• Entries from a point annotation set

============

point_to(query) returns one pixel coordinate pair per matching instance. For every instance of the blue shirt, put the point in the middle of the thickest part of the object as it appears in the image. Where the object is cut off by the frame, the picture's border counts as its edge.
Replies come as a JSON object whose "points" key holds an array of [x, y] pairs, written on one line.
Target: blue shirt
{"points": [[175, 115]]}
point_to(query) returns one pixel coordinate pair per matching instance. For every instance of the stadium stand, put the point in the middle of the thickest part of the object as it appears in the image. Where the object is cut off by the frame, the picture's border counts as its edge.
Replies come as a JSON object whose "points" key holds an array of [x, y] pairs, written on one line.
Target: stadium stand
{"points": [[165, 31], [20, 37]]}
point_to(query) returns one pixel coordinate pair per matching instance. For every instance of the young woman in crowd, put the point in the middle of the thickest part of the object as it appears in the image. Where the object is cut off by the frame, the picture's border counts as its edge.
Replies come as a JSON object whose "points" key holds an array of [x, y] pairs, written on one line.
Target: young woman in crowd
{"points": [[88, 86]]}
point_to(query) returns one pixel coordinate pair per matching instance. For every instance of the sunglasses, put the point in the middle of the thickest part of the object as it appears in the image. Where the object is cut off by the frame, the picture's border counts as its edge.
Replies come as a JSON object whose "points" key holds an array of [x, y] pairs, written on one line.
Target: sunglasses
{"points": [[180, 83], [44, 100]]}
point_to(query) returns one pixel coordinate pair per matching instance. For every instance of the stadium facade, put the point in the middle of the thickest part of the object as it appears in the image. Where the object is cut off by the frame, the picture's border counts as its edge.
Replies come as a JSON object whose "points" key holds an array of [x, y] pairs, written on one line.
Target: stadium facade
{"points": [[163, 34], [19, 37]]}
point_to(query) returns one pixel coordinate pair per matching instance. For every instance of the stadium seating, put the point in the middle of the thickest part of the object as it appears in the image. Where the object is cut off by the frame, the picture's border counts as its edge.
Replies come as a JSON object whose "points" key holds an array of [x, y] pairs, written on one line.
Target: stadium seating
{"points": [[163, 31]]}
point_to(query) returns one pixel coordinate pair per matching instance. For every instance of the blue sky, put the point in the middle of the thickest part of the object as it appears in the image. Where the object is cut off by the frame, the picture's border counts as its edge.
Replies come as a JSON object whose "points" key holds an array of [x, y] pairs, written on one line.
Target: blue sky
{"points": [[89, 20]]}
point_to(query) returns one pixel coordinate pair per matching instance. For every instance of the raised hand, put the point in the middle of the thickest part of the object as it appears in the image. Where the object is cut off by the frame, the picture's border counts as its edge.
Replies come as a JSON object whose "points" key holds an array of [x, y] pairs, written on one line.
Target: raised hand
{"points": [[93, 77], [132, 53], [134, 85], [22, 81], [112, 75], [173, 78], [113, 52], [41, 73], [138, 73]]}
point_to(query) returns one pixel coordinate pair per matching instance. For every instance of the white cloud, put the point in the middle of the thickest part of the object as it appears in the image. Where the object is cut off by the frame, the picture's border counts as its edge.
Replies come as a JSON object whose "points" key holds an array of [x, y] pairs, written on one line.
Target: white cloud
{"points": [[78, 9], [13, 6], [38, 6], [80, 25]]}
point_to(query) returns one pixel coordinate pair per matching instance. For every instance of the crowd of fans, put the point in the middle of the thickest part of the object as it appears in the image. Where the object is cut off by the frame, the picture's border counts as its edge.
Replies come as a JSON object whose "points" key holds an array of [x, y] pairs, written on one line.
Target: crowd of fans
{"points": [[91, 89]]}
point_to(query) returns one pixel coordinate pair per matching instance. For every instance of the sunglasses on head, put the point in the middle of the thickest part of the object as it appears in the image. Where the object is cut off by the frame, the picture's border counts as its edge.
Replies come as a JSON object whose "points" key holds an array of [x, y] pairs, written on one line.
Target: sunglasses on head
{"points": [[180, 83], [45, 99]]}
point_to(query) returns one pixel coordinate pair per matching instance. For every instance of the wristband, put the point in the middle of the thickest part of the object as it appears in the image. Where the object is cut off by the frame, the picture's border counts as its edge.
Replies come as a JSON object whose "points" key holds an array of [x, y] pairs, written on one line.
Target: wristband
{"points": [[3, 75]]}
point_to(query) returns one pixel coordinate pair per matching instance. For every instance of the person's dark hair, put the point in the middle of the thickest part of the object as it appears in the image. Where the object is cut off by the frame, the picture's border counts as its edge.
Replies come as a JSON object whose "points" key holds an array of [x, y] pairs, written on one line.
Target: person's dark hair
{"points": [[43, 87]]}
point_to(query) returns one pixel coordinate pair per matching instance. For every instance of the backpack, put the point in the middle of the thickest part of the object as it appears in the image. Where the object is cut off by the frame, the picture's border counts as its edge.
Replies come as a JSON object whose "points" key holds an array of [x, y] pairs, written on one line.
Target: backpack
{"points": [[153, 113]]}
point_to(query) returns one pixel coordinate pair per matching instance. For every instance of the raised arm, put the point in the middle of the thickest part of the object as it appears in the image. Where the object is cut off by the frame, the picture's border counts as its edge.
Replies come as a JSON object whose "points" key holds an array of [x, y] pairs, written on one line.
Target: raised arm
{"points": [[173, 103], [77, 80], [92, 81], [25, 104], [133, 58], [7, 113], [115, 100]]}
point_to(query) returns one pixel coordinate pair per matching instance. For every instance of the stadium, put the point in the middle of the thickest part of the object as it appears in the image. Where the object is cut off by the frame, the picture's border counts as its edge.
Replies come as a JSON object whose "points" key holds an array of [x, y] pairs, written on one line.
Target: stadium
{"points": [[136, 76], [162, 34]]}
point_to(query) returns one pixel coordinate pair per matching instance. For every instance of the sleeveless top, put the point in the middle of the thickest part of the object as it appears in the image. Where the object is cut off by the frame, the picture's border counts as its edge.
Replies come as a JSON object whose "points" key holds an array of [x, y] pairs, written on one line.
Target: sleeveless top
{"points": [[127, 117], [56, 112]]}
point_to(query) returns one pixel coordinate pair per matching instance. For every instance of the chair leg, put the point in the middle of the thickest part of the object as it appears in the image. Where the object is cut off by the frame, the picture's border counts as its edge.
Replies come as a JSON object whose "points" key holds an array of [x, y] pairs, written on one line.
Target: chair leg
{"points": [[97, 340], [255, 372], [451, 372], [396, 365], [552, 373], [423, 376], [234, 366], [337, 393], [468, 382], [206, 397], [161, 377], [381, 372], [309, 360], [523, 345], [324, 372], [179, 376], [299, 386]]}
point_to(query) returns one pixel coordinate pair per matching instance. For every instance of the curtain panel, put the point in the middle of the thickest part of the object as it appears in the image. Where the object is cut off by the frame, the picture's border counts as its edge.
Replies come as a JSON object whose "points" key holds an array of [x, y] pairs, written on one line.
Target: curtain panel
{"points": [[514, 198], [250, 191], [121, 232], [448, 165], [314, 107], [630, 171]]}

============

• Requirements
Repeat every entry exactly, please.

• Task response
point_to(query) returns one pixel coordinate pair per matching instance. For every instance of the blue shirt, put the point in the middle of the thickest part of the object as it appears in the image. Where the object is cut off by the frame, the picture's border counts as its edge.
Replies come as a JSON object whose "points" key holds an array of [x, y] pairs, written on one line.
Target: blue shirt
{"points": [[175, 115]]}
point_to(query) returns one pixel coordinate pair per matching instance. For every instance of the stadium stand, put the point in the middle of the thickest part of the object as it appears in the image. Where the object is cut off by the frame, the picture's border counts as its edge.
Replies come as a JSON object whose "points" key holds an array of [x, y] pairs, written on one line.
Target: stadium stand
{"points": [[165, 31], [20, 37]]}
point_to(query) returns one pixel coordinate pair per matching instance. For every instance of the young woman in crowd, put the point in the middle of the thickest part of the object as it appears in the image. Where the object is cut off by the frame, the picture's border counts as its edge.
Replies come as a JSON object whose "points" key holds an array of [x, y] pairs, written on one line.
Target: young woman in crowd
{"points": [[88, 86]]}
point_to(query) returns one pixel coordinate pair per matching instance. For every instance of the sunglasses, put the point in the middle of the thickest part of the object as it appears in the image. Where the object is cut off by the frame, the picture's border counts as its edge.
Replies come as a JSON object whose "points" key holds an array of [x, y] pairs, written on one line.
Target: sunglasses
{"points": [[180, 83], [44, 100]]}
point_to(query) returns one pixel coordinate pair per matching instance. For every instance of the stadium facade, put the point in the middle of the thickest part of the object as it appears in the image. Where the object is cut off by the frame, the picture's border counts as its edge.
Replies come as a JSON object whose "points" key holds an array of [x, y] pairs, written on one line.
Target: stadium facade
{"points": [[163, 34], [19, 37]]}
point_to(query) returns one pixel coordinate pair per matching instance. For every instance of the stadium seating, put the point in the middle of the thickest part of the object as it appears in the image. Where the object is cut off by the frame, the picture's border counts as its edge.
Replies come as a JSON object whose "points" key holds an array of [x, y] pairs, written on one line.
Target: stadium seating
{"points": [[163, 31]]}
point_to(query) returns one pixel coordinate pair per matching instance. For every instance of the blue sky, put the point in the middle of the thickest part of the object as it appears in the image. Where the object is cut off by the frame, the picture's border counts as its edge.
Replies come as a JSON object whose "points" key holds an array of [x, y] pairs, written on one line.
Target: blue sky
{"points": [[89, 20]]}
point_to(query) returns one pixel coordinate pair per matching instance. For every instance of the raised hand, put the point in the middle of the thickest part of the object as it appears in the image. Where the object is cut off by the frame, the picture's border counts as its edge.
Replies come as a JSON object whose "points" key holds an array of [x, y] pairs, written on one line.
Target: raised hand
{"points": [[93, 77], [132, 53], [134, 85], [22, 81], [112, 75], [173, 78], [113, 52], [41, 73], [138, 73]]}
point_to(query) returns one pixel coordinate pair per matching instance. For every instance of the white cloud, put the point in the middle of the thickest part of the object as it appears in the image. Where the object is cut off by the frame, the picture's border counts as its edge.
Replies come as a JSON object whose "points" key holds an array of [x, y] pairs, written on one line.
Target: white cloud
{"points": [[78, 9], [13, 6], [38, 6], [80, 25]]}
point_to(query) returns one pixel coordinate pair per matching instance. For every instance of the crowd of fans, put the point in the middle of the thickest part of the object as it appears in the image. Where the object is cut off by the frame, the picture's border counts as its edge.
Replies come as a JSON object whose "points" key holds an array of [x, y] pairs, written on one line.
Target: crowd of fans
{"points": [[91, 89]]}
point_to(query) returns one pixel coordinate pair per matching instance. For every instance of the sunglasses on head, put the point in the middle of the thickest part of the object as it appears in the image. Where the object is cut off by the frame, the picture's border counts as its edge.
Replies come as a JSON object whose "points" key holds an array of [x, y] pairs, written on one line.
Target: sunglasses on head
{"points": [[180, 83], [45, 99]]}
point_to(query) returns one pixel coordinate pair per matching instance. For every instance of the wristband, put the point in the middle of the thickest part of the object as it appears in the image. Where the object is cut off by the frame, the picture's border counts as its edge.
Replies come as a JSON object whose "points" key holds an array of [x, y] pairs, written on one line.
Target: wristband
{"points": [[3, 75]]}
point_to(query) returns one pixel coordinate pair per matching instance. For every instance of the person's dark hair, put the point in the middle of the thickest part of the object as it appears in the image. Where the object is cut off by the frame, the picture's border counts as its edge.
Replies come as a JSON object whose "points" key holds an array of [x, y] pairs, written on one line.
Target: person's dark hair
{"points": [[43, 87]]}
point_to(query) returns one pixel coordinate pair per matching instance. For every instance of the backpack, put the point in the middle of the thickest part of the object as it appears in the image. Where the object is cut off by the frame, the picture's border counts as its edge.
Replies come as a JSON object whose "points" key holds an array of [x, y] pairs, written on one line.
Target: backpack
{"points": [[153, 113]]}
point_to(query) returns one pixel coordinate pair per matching instance. For every instance of the raised arm, put the point in the middle of the thickest part of the object as it appears in the image. Where the object is cut off by the frame, the picture's border counts as its edge.
Replies come as a JSON object whose "points" key holds an array of [x, y] pairs, written on one line.
Target: raised arm
{"points": [[173, 103], [77, 80], [92, 81], [25, 104], [133, 58], [7, 113], [115, 100]]}
point_to(query) returns one pixel coordinate pair per matching instance. For every instance of the stadium, put the point in the middle of the thickest part of the object as it appears in the image. Where the object is cut off by the frame, the picture's border counts as its edge.
Replies come as a JSON object whose "points" key holds an array of [x, y] pairs, written on one line.
Target: stadium
{"points": [[136, 76], [162, 34]]}
point_to(query) returns one pixel coordinate pair per matching instance. For every instance of the sleeveless top, put the point in the middle of the thickest part of the object as it appears in the image. Where the object is cut off by the frame, the picture's border counts as its edge.
Replies come as a JSON object whose "points" key holds an array of [x, y] pairs, written on one line.
Target: sleeveless top
{"points": [[127, 117], [56, 112]]}
point_to(query) returns one pixel coordinate pair per matching instance. For every instance of the chair leg, put the point in the middle of the thickest part of the object as it appears in the image. Where the object is cut off by the frame, the picture's border counts as its edge.
Replies come as a JSON object whose "points" key holds an array of [x, y] pairs, written on one line.
Target: chair leg
{"points": [[97, 340], [255, 372], [451, 372], [396, 365], [552, 373], [423, 376], [234, 366], [337, 393], [468, 382], [206, 397], [161, 377], [381, 372], [309, 360], [523, 345], [324, 372], [179, 376], [299, 386]]}
point_to(query) returns one pixel coordinate pair per matching instance. For every instance of the curtain panel, put the point in the middle of the thickest part of the object as it appears in the image. Where the object is cut off by the frame, the picture's border counts as its edge.
Replies come as a JSON object whose "points" key holds an array of [x, y] pairs, written on one line.
Target: curtain panel
{"points": [[514, 198], [250, 191], [121, 232], [448, 165], [314, 107], [630, 171]]}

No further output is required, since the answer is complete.